| DATASET ROWS |
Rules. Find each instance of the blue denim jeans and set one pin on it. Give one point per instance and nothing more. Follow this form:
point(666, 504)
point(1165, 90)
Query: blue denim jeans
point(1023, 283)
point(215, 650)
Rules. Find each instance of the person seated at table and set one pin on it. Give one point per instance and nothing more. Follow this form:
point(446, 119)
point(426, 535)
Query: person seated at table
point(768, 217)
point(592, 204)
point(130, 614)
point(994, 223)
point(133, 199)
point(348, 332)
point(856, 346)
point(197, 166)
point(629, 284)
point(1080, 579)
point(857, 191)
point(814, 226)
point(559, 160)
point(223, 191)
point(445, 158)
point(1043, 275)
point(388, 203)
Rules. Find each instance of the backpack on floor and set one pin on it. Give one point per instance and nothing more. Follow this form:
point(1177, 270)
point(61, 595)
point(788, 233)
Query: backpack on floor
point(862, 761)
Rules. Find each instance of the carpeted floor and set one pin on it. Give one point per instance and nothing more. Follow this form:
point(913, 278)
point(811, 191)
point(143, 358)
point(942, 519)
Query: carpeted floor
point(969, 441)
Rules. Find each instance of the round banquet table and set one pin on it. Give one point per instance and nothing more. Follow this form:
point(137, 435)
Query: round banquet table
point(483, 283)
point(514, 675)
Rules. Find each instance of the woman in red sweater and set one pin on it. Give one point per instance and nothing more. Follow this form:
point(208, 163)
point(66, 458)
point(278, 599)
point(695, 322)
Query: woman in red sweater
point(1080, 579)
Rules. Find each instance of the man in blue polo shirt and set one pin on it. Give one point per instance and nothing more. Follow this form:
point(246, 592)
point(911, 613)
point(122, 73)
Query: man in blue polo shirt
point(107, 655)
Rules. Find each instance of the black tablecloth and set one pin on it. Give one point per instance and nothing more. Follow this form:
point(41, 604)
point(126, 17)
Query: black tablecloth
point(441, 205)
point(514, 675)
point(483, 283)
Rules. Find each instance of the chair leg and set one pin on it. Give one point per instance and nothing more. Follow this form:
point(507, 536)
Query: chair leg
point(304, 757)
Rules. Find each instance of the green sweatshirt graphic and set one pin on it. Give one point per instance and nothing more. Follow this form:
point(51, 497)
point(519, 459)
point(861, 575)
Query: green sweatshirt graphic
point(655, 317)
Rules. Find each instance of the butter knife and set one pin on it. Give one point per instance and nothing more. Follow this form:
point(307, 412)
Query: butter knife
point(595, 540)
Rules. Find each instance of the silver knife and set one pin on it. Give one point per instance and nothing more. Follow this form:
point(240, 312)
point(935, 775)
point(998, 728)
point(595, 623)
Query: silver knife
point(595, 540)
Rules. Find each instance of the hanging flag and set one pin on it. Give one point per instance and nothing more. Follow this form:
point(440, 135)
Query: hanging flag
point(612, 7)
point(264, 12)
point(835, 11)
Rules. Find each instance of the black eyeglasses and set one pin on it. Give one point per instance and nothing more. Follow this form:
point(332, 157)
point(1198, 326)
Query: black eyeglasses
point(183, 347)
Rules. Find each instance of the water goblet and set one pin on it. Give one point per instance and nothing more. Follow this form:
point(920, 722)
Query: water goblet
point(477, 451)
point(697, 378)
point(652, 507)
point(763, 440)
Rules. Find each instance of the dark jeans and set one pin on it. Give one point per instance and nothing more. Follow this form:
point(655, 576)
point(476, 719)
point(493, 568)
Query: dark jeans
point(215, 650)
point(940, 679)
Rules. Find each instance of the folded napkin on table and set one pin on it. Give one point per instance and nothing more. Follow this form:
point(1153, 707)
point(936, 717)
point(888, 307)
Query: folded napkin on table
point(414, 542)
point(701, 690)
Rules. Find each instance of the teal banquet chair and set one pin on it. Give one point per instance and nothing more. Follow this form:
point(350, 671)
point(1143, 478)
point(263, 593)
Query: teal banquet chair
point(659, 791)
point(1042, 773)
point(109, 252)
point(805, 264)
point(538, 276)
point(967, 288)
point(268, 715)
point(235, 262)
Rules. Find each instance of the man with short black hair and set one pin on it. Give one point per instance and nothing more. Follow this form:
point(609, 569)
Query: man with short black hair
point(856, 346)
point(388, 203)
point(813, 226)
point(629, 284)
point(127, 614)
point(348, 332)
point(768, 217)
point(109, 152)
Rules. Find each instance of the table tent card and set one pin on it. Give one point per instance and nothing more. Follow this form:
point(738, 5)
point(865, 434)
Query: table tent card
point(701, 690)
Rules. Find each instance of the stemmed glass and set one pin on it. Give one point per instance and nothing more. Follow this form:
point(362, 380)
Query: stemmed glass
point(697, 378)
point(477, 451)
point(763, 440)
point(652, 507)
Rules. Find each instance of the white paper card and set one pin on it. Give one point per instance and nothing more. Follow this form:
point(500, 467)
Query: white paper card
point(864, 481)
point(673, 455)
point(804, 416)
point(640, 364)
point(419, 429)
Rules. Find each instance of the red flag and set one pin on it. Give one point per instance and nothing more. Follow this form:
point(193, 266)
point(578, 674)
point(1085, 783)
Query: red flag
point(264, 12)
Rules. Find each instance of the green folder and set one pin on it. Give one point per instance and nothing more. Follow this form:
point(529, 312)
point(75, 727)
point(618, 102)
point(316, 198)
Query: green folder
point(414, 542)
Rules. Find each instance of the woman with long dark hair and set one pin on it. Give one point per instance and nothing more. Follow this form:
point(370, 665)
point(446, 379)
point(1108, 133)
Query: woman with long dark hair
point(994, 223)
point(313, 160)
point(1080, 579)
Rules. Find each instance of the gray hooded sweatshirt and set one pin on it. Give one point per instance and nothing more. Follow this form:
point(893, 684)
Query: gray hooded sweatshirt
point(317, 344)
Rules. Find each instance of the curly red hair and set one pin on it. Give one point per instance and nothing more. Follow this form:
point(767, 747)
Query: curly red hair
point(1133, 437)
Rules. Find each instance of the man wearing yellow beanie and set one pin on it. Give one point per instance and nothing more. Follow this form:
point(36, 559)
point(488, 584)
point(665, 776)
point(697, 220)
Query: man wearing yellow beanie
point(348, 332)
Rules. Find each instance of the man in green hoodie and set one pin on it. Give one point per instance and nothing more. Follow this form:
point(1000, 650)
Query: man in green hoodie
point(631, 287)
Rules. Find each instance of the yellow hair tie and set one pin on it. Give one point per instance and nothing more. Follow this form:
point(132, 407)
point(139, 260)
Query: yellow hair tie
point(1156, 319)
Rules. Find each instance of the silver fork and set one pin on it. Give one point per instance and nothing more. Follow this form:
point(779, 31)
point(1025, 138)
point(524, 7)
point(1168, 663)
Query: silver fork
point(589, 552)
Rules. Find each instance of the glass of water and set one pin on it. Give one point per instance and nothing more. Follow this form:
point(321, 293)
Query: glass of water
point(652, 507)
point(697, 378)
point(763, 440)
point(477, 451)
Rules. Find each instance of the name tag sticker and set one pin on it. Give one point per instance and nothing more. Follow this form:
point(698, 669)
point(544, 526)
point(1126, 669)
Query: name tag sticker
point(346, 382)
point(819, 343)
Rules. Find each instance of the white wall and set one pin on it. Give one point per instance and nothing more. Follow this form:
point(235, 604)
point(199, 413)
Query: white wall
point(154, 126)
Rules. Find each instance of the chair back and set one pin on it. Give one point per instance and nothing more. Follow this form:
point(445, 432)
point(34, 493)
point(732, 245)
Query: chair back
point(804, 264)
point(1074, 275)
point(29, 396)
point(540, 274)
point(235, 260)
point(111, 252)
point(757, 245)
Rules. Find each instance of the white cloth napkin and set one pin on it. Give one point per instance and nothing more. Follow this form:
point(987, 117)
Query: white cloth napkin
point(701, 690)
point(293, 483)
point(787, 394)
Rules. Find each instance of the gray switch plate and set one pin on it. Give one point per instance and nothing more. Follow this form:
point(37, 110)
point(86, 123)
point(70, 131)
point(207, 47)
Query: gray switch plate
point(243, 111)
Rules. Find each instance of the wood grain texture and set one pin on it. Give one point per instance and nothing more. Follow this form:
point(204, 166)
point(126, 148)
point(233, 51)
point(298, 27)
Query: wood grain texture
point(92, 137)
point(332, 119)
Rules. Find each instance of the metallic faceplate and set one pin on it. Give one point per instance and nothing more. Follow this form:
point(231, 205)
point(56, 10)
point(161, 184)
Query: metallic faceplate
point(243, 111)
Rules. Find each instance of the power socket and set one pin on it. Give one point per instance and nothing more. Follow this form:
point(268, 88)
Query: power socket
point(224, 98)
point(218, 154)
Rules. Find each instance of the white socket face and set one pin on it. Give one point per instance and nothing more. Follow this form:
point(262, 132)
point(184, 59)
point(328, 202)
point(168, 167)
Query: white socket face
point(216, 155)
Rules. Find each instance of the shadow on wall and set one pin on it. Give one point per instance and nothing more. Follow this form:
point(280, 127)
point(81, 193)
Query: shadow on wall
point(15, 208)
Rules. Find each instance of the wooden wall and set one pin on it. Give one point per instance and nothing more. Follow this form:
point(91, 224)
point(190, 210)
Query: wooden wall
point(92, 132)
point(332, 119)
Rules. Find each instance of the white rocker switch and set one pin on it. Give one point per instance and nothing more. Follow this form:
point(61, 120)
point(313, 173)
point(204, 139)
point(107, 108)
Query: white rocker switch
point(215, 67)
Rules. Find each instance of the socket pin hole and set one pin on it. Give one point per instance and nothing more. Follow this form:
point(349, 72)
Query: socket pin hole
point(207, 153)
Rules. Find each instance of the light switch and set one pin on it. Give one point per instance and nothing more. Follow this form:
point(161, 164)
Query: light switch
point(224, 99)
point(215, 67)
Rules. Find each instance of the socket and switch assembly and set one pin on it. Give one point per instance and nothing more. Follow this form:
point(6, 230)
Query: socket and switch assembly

| GIVEN REQUEST |
Turn the data above into a Markdown table with the columns Row and Line, giving each line its row number and leaving out blank lines. Begin at the line that contains "Rules. Find each instance of the name" and stop after the line that contains "point(819, 343)".

| RESULT |
| Row | Line |
|---|---|
| 1 | Rules. Find each instance of the name tag sticker and set one pin on it. Give one point per instance and nothing more. Follow this form: |
| 2 | point(698, 669) |
| 3 | point(544, 526) |
| 4 | point(1126, 669) |
| 5 | Query: name tag sticker |
| 6 | point(346, 382) |
| 7 | point(819, 343) |